▶ [What is needed]
Look through the data below and report how many lines include "instance". Only the number should be given.
START Record set
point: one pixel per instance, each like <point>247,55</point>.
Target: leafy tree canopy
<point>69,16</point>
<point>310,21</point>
END Record set
START Record set
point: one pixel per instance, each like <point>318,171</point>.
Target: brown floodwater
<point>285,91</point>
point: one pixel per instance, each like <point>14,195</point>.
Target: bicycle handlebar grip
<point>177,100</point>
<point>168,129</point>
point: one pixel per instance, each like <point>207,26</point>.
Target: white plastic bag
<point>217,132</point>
END Record set
START Record set
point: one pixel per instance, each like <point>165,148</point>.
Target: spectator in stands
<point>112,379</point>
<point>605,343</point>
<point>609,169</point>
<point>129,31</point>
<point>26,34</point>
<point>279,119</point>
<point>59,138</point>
END Record set
▶ [Solved exercise]
5